▶ [Source records]
— Begin —

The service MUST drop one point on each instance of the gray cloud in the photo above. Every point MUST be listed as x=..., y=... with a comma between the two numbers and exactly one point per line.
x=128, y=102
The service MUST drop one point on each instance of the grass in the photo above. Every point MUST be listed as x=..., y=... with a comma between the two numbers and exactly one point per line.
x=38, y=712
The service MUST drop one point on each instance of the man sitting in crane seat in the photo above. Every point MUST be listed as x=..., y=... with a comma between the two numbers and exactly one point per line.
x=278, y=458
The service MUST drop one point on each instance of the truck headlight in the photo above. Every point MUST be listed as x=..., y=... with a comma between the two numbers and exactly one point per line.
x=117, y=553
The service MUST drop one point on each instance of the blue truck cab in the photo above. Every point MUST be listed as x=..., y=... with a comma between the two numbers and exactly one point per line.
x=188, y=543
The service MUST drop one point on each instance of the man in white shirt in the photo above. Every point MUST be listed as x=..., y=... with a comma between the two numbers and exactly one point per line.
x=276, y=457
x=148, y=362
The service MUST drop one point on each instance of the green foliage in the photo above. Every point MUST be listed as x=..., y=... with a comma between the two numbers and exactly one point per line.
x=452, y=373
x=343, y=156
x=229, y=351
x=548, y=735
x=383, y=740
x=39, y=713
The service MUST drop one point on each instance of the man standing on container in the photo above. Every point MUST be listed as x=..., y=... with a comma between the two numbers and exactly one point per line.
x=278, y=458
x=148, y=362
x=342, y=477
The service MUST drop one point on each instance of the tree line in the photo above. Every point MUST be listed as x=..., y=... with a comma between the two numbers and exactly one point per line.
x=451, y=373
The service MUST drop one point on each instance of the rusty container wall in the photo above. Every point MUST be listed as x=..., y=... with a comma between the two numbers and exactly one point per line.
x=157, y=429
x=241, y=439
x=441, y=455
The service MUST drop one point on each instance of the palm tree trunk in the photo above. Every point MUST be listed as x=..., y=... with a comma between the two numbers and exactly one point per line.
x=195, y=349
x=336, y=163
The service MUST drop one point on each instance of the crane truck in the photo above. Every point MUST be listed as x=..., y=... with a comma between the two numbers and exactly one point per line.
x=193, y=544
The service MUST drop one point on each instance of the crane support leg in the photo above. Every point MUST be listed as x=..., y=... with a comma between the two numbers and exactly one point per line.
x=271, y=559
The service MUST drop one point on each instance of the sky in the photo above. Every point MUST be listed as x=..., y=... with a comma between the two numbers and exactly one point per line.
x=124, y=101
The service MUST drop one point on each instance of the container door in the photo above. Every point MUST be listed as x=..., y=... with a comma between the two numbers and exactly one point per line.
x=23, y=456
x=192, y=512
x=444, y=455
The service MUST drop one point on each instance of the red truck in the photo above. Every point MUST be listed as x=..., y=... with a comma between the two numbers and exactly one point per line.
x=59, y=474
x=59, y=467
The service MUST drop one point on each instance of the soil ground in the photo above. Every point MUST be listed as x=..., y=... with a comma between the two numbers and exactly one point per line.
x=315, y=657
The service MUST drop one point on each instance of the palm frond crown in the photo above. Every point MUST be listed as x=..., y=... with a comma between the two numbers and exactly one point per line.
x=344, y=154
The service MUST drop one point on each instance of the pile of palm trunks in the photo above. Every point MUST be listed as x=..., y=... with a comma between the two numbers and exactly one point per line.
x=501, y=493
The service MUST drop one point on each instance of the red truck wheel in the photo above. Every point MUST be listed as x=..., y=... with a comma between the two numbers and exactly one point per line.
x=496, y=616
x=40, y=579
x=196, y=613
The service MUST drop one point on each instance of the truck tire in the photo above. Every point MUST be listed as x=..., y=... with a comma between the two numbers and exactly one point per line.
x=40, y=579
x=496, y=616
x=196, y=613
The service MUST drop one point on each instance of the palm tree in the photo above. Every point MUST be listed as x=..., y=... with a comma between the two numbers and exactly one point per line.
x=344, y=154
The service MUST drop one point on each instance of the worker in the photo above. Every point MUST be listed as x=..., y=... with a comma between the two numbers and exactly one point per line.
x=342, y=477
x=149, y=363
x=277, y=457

— End —

▶ [Aim]
Lay out the lines of the material, from the line containing "of the tree" up to and including the line containing "x=451, y=373", as a JSON list of strings with one string per line and blank lines omitted.

▶ [Solution]
[
  "The service MUST drop one point on each instance of the tree line in the photo above. Every point MUST be listed as x=..., y=... with a comma between the two numbers and exactly one point per line.",
  "x=451, y=373"
]